Please write out, word for word and with nothing else, the lines of the records below from the line with "label podium | box" through the line with "[80,0,127,18]", including both of those lines.

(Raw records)
[Start]

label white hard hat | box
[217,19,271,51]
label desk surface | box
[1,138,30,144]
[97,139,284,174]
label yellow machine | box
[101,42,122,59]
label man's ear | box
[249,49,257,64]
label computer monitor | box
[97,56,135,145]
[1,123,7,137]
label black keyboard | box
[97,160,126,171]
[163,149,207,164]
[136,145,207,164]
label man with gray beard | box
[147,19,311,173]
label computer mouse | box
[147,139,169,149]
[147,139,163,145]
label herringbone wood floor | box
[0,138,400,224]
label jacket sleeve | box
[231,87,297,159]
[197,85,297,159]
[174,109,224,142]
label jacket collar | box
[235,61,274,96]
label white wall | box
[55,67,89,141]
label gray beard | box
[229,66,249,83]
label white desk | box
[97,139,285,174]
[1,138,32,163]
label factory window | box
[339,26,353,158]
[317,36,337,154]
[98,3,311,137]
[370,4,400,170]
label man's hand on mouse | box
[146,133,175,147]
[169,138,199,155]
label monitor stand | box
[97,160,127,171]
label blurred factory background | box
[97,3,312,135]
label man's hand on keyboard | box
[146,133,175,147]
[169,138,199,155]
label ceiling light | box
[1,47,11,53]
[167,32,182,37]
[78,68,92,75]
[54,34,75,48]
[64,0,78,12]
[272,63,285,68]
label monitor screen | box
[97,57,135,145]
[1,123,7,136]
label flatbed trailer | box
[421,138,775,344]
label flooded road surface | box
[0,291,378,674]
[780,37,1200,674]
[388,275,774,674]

[End]
[Start]

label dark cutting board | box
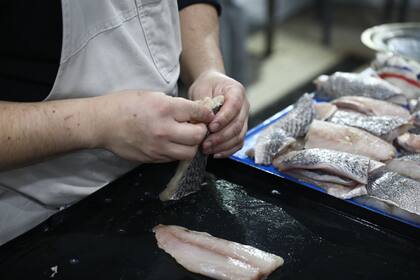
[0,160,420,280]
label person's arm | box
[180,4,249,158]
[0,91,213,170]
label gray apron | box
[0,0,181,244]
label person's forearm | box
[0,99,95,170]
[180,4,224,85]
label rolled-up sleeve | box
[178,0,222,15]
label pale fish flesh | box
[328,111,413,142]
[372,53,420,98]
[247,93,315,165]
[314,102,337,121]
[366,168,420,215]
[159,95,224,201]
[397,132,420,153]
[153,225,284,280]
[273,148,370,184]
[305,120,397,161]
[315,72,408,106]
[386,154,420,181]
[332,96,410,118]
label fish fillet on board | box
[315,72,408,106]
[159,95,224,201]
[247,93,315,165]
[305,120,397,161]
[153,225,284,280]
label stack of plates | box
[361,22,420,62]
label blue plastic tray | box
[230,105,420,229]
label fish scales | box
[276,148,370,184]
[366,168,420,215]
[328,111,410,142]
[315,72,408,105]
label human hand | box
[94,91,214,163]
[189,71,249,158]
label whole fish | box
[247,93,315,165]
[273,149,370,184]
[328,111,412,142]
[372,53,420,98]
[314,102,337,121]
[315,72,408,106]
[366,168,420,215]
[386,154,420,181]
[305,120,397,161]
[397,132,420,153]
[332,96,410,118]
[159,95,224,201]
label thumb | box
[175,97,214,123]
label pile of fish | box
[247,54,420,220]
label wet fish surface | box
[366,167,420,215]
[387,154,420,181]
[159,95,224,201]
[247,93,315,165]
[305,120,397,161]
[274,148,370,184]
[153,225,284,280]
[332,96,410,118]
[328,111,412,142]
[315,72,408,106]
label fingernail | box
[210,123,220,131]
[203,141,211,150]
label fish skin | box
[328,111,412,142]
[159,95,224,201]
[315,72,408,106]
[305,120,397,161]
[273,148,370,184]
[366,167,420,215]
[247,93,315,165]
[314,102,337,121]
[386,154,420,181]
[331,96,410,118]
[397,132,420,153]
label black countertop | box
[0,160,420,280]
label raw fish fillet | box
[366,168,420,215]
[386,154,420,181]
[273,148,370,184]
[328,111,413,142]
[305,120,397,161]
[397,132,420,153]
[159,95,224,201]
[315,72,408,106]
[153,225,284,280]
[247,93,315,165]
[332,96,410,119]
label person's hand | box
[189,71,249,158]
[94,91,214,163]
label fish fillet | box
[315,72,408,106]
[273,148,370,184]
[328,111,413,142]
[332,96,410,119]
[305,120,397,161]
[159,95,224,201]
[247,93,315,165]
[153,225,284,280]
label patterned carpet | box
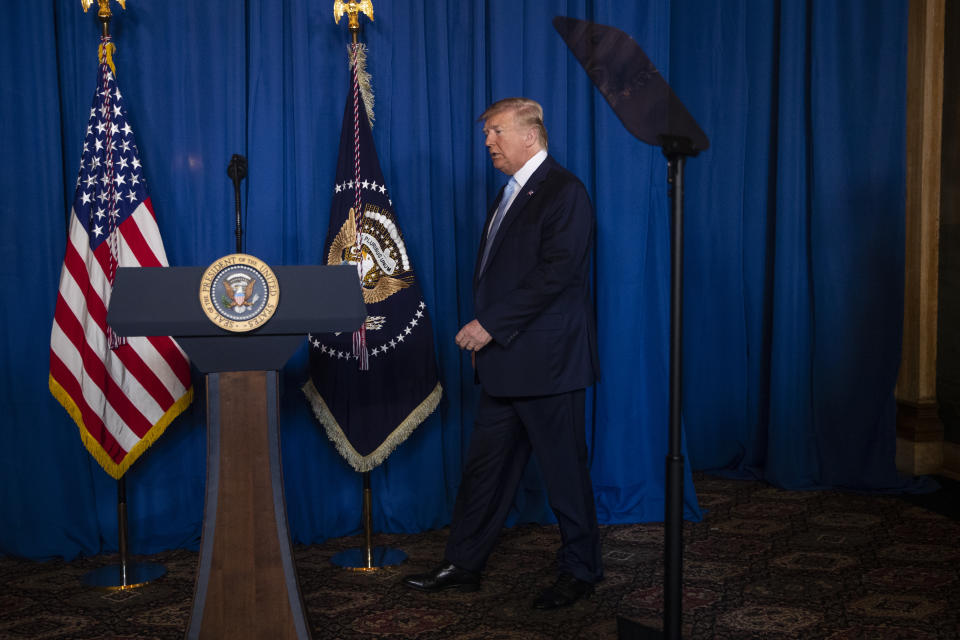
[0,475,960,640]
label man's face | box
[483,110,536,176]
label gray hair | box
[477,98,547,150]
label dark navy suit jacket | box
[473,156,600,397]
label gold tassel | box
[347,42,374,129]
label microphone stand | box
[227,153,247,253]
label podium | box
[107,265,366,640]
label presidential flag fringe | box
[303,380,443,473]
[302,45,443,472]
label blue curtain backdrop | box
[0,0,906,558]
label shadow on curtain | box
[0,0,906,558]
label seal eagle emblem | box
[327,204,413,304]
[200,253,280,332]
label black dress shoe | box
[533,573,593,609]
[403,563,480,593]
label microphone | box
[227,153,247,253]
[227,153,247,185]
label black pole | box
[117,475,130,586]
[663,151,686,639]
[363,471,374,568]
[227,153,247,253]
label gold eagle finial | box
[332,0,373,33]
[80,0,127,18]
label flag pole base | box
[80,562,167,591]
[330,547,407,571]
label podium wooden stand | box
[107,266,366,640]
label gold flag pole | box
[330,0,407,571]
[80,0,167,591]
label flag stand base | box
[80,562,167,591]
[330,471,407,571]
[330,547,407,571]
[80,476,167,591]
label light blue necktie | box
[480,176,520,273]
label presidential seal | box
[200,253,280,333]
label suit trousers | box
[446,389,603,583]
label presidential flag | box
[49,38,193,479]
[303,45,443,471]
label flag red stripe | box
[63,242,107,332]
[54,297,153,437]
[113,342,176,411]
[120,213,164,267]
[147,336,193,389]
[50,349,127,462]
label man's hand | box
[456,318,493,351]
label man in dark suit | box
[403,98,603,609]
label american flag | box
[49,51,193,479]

[End]

§ OUTPUT
label podium | box
[107,265,366,640]
label presidential flag fringe | box
[303,380,443,473]
[302,45,443,472]
label blue curtain backdrop | box
[0,0,906,558]
label shadow on curtain | box
[0,0,906,558]
label seal eagle emblem | box
[327,204,413,304]
[200,253,280,332]
label black dress shoe | box
[533,573,593,609]
[403,563,480,593]
label microphone | box
[227,153,247,253]
[227,153,247,185]
label black pole | box
[117,475,130,586]
[663,151,686,639]
[363,471,374,568]
[227,153,247,253]
label gold eagle finial | box
[332,0,373,33]
[80,0,127,18]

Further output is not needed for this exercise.